What is needed >> Write the records out again exactly, leaving no images in.

Input data >>
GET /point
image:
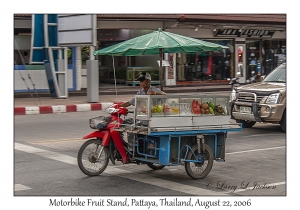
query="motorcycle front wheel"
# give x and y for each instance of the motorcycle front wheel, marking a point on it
(92, 158)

Solution >>
GET /point
image:
query="motorcycle front wheel"
# give x and y for each instance of the motorcycle front wheel, marking a point on it
(92, 158)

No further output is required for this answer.